BEGIN EXERCISE INPUT
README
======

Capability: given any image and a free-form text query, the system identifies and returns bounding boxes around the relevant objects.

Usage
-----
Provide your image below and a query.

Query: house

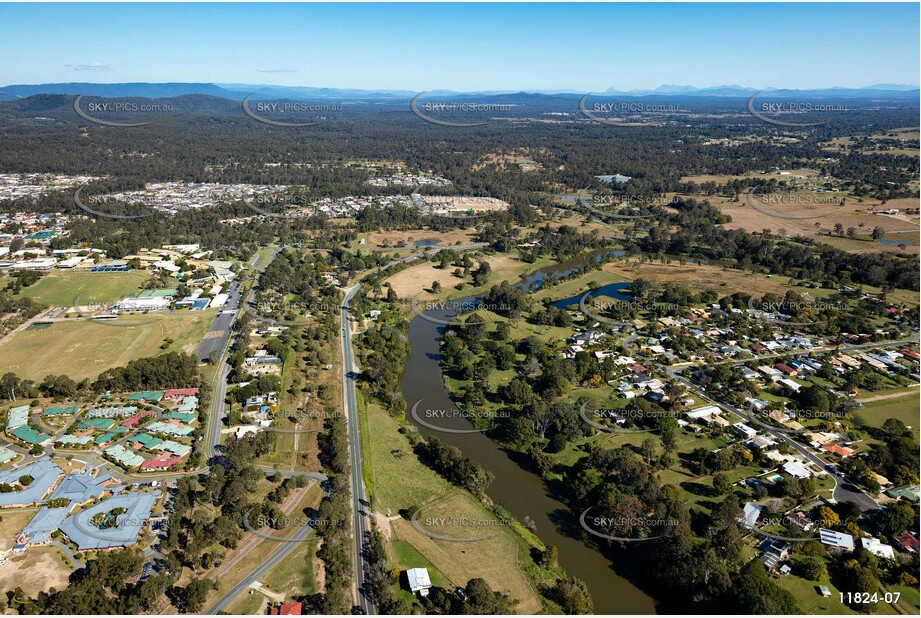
[572,330,604,346]
[739,502,764,530]
[822,444,854,458]
[60,491,160,551]
[892,532,919,554]
[269,601,303,616]
[406,568,432,597]
[684,406,722,420]
[748,436,777,450]
[732,423,758,440]
[787,511,815,532]
[141,456,182,472]
[758,539,790,570]
[780,461,812,479]
[774,363,797,378]
[886,485,919,502]
[819,528,854,551]
[860,536,895,560]
[0,456,63,507]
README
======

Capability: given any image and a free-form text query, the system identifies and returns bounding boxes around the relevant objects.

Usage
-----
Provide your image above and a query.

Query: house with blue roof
[60,491,160,551]
[0,456,64,507]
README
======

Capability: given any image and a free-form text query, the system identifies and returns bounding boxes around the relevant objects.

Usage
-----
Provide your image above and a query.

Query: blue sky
[0,3,921,91]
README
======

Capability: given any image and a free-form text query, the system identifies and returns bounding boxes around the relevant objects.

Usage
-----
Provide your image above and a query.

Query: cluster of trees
[413,437,494,494]
[355,310,409,415]
[635,199,919,290]
[310,410,352,614]
[0,352,203,400]
[0,284,47,334]
[6,549,174,615]
[92,352,201,393]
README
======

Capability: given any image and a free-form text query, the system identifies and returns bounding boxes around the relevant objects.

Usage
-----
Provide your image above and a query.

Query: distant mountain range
[0,82,921,103]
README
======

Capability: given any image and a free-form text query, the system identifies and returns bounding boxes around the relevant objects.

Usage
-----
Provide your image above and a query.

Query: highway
[208,471,329,616]
[339,243,486,614]
[208,526,314,616]
[340,283,376,615]
[648,334,917,512]
[204,247,281,460]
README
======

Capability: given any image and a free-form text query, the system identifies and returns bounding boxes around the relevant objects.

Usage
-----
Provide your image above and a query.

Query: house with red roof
[892,531,918,554]
[141,455,182,472]
[822,444,854,457]
[122,410,157,429]
[269,602,303,616]
[163,388,198,400]
[774,363,796,377]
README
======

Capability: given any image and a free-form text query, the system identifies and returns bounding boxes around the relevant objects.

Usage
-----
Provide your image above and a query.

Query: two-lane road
[340,283,377,614]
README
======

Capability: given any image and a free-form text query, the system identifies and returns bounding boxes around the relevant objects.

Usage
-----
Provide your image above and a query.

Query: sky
[0,3,921,92]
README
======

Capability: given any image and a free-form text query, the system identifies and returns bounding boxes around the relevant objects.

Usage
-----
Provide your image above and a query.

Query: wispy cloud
[64,62,112,71]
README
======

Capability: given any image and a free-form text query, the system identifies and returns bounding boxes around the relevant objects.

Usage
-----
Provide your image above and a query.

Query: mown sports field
[13,270,150,307]
[0,309,217,380]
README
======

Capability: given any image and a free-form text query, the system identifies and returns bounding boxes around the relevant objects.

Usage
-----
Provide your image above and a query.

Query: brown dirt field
[387,262,468,298]
[711,197,917,244]
[392,519,541,614]
[817,236,921,255]
[0,508,38,548]
[681,170,818,184]
[196,483,316,607]
[0,547,73,598]
[386,250,540,299]
[602,261,832,295]
[356,230,473,249]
END EXERCISE INPUT
## WHAT IS REQUIRED
Put every one of the entries above into a numbered list, one line per item, leaving out blank lines. Omit the pictures.

## REPLY
1. README
2. ======
3. Capability: given any image and a free-form text query, the system identifies and returns bounding boxes around the relevant objects.
4. Usage
5. -----
6. Provide your image below and a query.
7. Query: house
8. [572,330,604,346]
9. [739,502,764,530]
10. [822,444,854,458]
11. [60,491,160,551]
12. [892,532,919,554]
13. [269,601,303,616]
14. [406,568,432,597]
15. [684,406,722,420]
16. [748,436,777,450]
17. [732,423,758,440]
18. [787,511,815,532]
19. [141,456,182,472]
20. [758,539,790,570]
21. [780,461,812,479]
22. [774,363,797,378]
23. [886,485,919,502]
24. [819,528,854,551]
25. [860,536,895,560]
26. [0,456,63,507]
27. README
28. ======
29. Capability: given any image and a free-form text query, the system identifies and returns bounding boxes around the relevant objects.
30. Usage
31. -----
32. Provide your image above and a query.
33. Query: house with blue roof
34. [60,491,160,551]
35. [0,456,64,507]
36. README
37. ======
38. Capability: given any image and a free-form text query, the system identifies and returns bounding boxes around the relevant objects.
39. Usage
40. -----
41. Provide your image above and a query.
42. Query: blue sky
43. [0,3,921,91]
44. README
45. ======
46. Capability: given any image and a free-form text query, the system identifies and returns bounding boxes around the relevant objects.
47. Usage
48. -----
49. Provide your image above and a query.
50. Query: cluster of trees
51. [413,437,494,494]
52. [355,310,409,415]
53. [635,199,919,290]
54. [310,410,352,614]
55. [0,352,203,400]
56. [0,284,47,334]
57. [6,549,174,615]
58. [92,352,201,393]
59. README
60. ======
61. Capability: given any image and a free-form text query, the system identifies and returns bounding boxes around the relevant objects.
62. Usage
63. -----
64. Provide your image above and a query.
65. Query: distant mountain range
66. [0,82,921,103]
67. README
68. ======
69. Capability: given any image and a free-form text query, the system identifies and returns bounding boxes around the relevant objects.
70. Usage
71. -----
72. Provide your image above and a query.
73. Query: highway
74. [208,471,329,616]
75. [339,243,486,614]
76. [208,526,314,616]
77. [340,283,376,615]
78. [648,334,917,512]
79. [204,247,281,460]
80. README
81. ======
82. Capability: given any image and a free-form text query, the system identifies and returns bounding boxes around the relevant objects.
83. Usage
84. -----
85. Provide your image above and a query.
86. Query: house with red roof
87. [892,531,918,554]
88. [141,455,182,472]
89. [822,444,854,457]
90. [122,410,157,429]
91. [269,602,303,616]
92. [163,388,198,400]
93. [774,363,796,377]
94. README
95. ======
96. Capability: given any image and a free-form text query, the system identifies and returns bounding boxes around the relevant objects.
97. Usage
98. -----
99. Provide your image above and a query.
100. Query: two-lane road
101. [340,283,377,614]
102. README
103. ======
104. Capability: given any image and a free-form text query, the system identifies and returns bounding boxes around the relevant objects.
105. Usage
106. -----
107. Provide your image above and a query.
108. Query: sky
109. [0,3,921,92]
110. README
111. ======
112. Capability: given any image and a free-form text query, the system identifies and returns bounding boxes around the relevant objects.
113. Usage
114. -----
115. Provide your image above and a query.
116. Query: wispy cloud
117. [64,62,112,71]
118. README
119. ======
120. Capability: given any image and a free-form text query, the system identifies and returns bounding boxes around the relevant objects.
121. Usage
122. -----
123. Provide your image above and a query.
124. Query: mown sports field
125. [13,270,150,307]
126. [0,309,217,380]
127. README
128. ======
129. Capability: given any image and a free-form text query, the system identifies and returns bounding boxes around the relevant objects.
130. Usage
131. -----
132. Provide your image above and a query.
133. Query: brown dirt field
134. [387,262,468,298]
135. [711,197,917,244]
136. [392,519,541,614]
137. [817,236,921,255]
138. [0,508,38,548]
139. [681,170,818,184]
140. [196,483,316,607]
141. [0,547,73,598]
142. [386,250,540,299]
143. [602,261,832,295]
144. [356,230,473,249]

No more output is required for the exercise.